Every line from the one containing "Practice. Spot the neck" to the final line of the material below must be reproduced exactly; leave out all other lines.

#####

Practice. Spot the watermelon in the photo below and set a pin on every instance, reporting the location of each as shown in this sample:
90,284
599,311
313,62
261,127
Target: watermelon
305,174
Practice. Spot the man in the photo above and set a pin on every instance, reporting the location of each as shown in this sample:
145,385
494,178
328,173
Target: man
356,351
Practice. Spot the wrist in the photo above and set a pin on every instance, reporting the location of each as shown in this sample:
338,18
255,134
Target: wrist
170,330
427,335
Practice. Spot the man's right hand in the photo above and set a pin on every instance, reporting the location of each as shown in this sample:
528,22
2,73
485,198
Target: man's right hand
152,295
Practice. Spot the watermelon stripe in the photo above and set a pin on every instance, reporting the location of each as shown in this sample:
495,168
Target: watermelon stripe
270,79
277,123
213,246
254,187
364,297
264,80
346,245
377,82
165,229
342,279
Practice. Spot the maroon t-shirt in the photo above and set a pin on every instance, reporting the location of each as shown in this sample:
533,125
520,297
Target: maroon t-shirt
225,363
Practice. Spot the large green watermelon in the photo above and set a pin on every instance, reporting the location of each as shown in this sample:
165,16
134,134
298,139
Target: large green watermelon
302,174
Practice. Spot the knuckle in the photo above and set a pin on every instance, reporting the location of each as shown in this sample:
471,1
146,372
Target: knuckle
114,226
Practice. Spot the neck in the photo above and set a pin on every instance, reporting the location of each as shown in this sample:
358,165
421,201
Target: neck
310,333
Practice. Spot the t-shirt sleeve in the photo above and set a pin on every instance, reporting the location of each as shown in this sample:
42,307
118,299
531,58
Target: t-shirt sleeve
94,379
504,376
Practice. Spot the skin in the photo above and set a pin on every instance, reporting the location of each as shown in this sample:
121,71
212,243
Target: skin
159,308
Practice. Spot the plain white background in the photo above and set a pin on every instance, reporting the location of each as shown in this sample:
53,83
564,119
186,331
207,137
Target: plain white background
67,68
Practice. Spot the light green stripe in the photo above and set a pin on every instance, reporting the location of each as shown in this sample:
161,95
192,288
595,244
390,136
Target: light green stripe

#####

» THE OUTPUT:
Practice. Spot the neck in the photo above and set a pin on every instance, reporting the location of each as shown in this sample:
358,165
421,201
Target: neck
310,333
Practice. Spot the t-shirt sleeve in the photo above and set a pin on every instance, reporting the location of each as shown in this sample:
42,307
118,299
531,58
Target: t-shirt sleeve
94,379
504,376
Practice. Spot the skin in the photo above and set a pin on every instance, reporting the location of each as shown in this sample:
121,71
212,243
Target: skin
159,308
Practice. Spot the plain white background in the photo above and set a pin on every instance, reporting the location of each as shown in this sample:
53,83
564,119
186,331
207,137
Target: plain white background
67,68
Practice. Spot the light green stripe in the photo above and set a pin on every instance, reporting the location of each as shown in this sample:
161,95
192,288
595,244
390,136
Target: light green stripe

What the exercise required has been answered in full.